▸ Supplied data
━━━━━━━━

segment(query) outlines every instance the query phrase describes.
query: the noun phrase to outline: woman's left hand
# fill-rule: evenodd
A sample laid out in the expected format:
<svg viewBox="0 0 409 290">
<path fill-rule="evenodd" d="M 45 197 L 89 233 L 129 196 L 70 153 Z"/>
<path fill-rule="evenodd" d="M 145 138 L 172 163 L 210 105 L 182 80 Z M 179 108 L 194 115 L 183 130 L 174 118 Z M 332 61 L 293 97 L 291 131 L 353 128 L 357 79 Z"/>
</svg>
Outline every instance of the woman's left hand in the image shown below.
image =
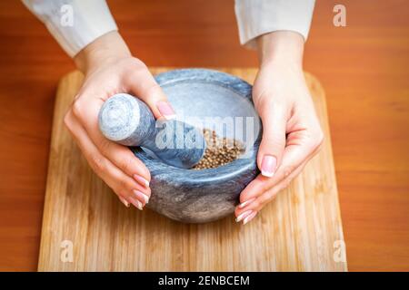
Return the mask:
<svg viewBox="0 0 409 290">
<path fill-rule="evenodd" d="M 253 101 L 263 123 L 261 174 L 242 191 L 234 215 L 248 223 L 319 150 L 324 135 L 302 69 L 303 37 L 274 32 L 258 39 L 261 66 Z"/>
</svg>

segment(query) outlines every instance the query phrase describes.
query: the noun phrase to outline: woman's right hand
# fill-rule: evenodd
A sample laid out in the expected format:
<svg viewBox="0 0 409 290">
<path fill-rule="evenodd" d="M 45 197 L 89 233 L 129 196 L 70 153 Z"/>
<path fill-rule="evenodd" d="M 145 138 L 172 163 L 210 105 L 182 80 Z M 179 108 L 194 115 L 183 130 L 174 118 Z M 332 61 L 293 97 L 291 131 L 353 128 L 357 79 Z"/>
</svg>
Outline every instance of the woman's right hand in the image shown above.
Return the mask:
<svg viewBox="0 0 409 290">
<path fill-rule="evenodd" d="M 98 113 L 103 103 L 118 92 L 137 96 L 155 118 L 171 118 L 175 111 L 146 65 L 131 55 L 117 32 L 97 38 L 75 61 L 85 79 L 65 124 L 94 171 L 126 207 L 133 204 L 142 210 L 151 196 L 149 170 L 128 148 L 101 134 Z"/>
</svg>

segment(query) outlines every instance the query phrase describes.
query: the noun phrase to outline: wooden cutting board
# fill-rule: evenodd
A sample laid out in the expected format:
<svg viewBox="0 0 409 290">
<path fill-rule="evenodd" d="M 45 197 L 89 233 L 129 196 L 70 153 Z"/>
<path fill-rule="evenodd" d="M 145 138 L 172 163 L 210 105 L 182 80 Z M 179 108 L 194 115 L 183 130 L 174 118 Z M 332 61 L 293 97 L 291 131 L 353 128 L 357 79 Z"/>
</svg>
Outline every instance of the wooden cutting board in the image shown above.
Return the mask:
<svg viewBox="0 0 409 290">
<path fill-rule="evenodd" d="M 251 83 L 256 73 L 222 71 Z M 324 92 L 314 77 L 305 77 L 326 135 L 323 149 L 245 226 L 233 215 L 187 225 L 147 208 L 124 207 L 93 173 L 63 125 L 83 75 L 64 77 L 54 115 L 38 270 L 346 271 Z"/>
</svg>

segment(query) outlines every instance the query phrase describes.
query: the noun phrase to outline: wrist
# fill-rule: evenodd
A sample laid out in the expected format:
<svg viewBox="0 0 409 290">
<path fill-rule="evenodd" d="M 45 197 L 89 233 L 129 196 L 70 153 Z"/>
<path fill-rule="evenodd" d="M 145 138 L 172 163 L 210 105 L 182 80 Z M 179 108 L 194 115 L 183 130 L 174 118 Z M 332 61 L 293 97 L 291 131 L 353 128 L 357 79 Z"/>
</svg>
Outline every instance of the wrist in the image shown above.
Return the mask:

━━━━━━━━

▸ Problem
Count the lines in the text preceding this task that contain the word "above", and reply with only the number.

▸ Solved exercise
3